--- Exercise instructions ---
Format the stretch of the rows below that opens with the line containing "of the white" and closes with the line containing "<point>103,143</point>" as a JSON list of strings, one string per line, with blank lines left out. Both end lines belong to the list.

--- Data for the task ---
+++

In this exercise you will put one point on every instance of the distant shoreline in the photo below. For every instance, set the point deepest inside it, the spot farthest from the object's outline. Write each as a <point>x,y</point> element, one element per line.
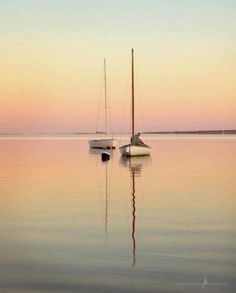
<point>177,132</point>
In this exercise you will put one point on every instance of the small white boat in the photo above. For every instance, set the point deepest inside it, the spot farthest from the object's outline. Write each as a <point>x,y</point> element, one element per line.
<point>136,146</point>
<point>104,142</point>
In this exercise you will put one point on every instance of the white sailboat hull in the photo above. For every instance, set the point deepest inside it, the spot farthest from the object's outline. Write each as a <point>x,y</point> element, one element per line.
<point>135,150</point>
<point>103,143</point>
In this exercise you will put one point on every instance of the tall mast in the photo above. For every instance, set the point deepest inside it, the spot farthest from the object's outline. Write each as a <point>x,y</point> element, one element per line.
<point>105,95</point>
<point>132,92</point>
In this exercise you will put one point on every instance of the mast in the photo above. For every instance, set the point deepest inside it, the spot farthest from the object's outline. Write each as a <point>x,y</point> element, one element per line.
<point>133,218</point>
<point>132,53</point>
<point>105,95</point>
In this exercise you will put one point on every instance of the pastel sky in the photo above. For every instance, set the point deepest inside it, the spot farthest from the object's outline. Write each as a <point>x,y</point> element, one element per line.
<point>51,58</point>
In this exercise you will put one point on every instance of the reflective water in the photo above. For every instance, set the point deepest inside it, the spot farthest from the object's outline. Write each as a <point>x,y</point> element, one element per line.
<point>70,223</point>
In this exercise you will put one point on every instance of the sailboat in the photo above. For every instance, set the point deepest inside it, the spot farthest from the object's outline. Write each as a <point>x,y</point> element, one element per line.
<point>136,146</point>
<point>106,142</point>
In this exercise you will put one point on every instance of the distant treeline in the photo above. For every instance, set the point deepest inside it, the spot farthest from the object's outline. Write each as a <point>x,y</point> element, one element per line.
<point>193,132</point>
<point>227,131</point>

+++

--- Output for this task ---
[
  "In this exercise you will put one point on every instance of the white sailboat hull in the photo above. For every instance, set the point deepest inside it, the spot farthest from the object's outline. Write each as a <point>x,y</point> element, one element per line.",
  "<point>135,150</point>",
  "<point>103,143</point>"
]